● STORED RECORDS

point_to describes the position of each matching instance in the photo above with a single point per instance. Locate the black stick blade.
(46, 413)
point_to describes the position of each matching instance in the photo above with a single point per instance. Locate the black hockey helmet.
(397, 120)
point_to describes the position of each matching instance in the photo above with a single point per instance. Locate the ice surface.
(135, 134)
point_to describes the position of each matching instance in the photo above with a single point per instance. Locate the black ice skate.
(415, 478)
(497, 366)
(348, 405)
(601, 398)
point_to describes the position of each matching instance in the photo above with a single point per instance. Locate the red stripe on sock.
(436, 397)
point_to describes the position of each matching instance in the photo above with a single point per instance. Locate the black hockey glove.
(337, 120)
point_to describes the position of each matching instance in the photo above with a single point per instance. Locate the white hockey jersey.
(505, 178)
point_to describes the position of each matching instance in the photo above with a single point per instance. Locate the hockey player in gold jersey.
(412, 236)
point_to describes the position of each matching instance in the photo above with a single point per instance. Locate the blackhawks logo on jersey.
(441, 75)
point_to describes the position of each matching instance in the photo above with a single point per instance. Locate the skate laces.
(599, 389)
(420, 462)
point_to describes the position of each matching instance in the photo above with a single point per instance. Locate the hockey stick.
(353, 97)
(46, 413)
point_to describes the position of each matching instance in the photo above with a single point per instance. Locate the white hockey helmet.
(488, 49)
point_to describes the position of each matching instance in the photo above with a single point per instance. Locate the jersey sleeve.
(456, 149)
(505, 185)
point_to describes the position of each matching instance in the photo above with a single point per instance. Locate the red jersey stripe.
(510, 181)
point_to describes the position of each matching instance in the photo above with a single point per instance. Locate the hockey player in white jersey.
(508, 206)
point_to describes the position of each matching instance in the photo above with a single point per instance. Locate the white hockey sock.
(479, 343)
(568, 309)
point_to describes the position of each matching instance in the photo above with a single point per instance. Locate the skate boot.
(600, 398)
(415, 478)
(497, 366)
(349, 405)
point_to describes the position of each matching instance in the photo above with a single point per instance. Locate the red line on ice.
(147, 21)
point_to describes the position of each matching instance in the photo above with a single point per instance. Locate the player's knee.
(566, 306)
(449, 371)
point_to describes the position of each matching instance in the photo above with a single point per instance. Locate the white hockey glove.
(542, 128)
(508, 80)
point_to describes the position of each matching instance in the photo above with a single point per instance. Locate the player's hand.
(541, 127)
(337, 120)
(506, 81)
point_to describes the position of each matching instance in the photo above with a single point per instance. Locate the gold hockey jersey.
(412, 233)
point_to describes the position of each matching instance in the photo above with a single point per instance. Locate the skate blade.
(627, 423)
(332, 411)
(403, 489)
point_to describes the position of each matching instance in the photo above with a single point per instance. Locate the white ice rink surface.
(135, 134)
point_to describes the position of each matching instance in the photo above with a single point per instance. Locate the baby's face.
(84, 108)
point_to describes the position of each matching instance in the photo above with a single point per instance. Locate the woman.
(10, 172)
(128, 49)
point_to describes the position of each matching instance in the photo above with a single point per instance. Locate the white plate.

● EXERCISE AIM
The records above are to be copied in full, exactly as written.

● OUTPUT
point_to describes the position of each matching instance in the photo above with a single point per instance. Locate the black stick blade.
(46, 413)
point_to describes the position of each matching instance in the photo above with a single point per instance. Locate the black hockey helmet.
(397, 120)
point_to describes the position of each matching instance in the photo above with a single point per instance. Locate the ice surface.
(135, 134)
point_to describes the position of each matching instance in the photo above with a single point per instance. Locate the black ice skate.
(415, 478)
(497, 366)
(348, 405)
(601, 398)
point_to describes the position of each matching instance in the photo above with a single point per instance. Locate the red stripe on sock.
(436, 397)
point_to describes the position of each matching instance in the photo above with a single point per instance. Locate the black hockey glove.
(337, 120)
point_to describes the position of each matching instance in the photo above with a single point per instance. Locate the white hockey jersey.
(505, 178)
point_to describes the position of each matching instance in the photo above with a single point per instance. Locate the hockey player in gold jersey.
(412, 236)
point_to describes the position of each matching instance in the photo above with a single point per instance. Locate the blackhawks logo on jersey.
(441, 75)
point_to describes the position of each matching instance in the photo above with a single point per instance. Locate the skate laces.
(599, 389)
(420, 462)
point_to describes the position of each matching instance in the photo above with a single point per instance. Locate the hockey stick.
(353, 97)
(46, 413)
point_to describes the position of each matching instance in the photo above with a single point per instance. Locate the white hockey helmet.
(488, 49)
point_to describes the position of each matching instance in the photo above with a single point per instance. Locate the jersey sleeve.
(456, 149)
(505, 185)
point_to describes the position of each matching instance in the photo above with a single point per instance. Locate the red jersey stripe.
(510, 181)
point_to describes the position of each matching instance in the photo above with a single point per instance. Locate the hockey player in white jersey.
(508, 206)
point_to describes the position of each matching instance in the photo above with a single point per instance. Locate the white hockey sock.
(479, 343)
(568, 309)
point_to describes the position of each matching instance in the photo above with a single point per instance. Locate the skate boot.
(600, 398)
(415, 478)
(497, 366)
(349, 405)
point_to describes the position of each matching instance in the photo above with a single point per instance. Locate the red line on ice.
(147, 21)
point_to describes the position of each matching instance in the photo above with a single point per instance. Locate the player's knee.
(566, 306)
(449, 371)
point_to describes the position of each matching instance in the photo above with a single point per instance. Locate the white hockey glove.
(542, 128)
(508, 80)
point_to describes the position of each matching instance in the photo above with a single point per instance. Locate the player's hand.
(541, 127)
(337, 120)
(506, 81)
point_to describes the position of each matching instance in the photo above with a single point per instance. Locate the gold hockey jersey.
(412, 233)
point_to describes the position of each matching instance in the photo above with a single point per instance. Locate the skate blade.
(627, 423)
(332, 411)
(403, 489)
point_to describes the position of each matching instance in the photo above with a single point per instance. Locate the white ice rink surface.
(135, 134)
point_to describes the position of each matching instance in the photo above with a single point per instance. Locate the baby's face.
(84, 108)
point_to describes the position of each matching instance in the photo above with a single point per instance. Locate the woman.
(10, 172)
(128, 49)
point_to describes the position of each matching instance in the photo above with a single point per instance. Locate the white plate.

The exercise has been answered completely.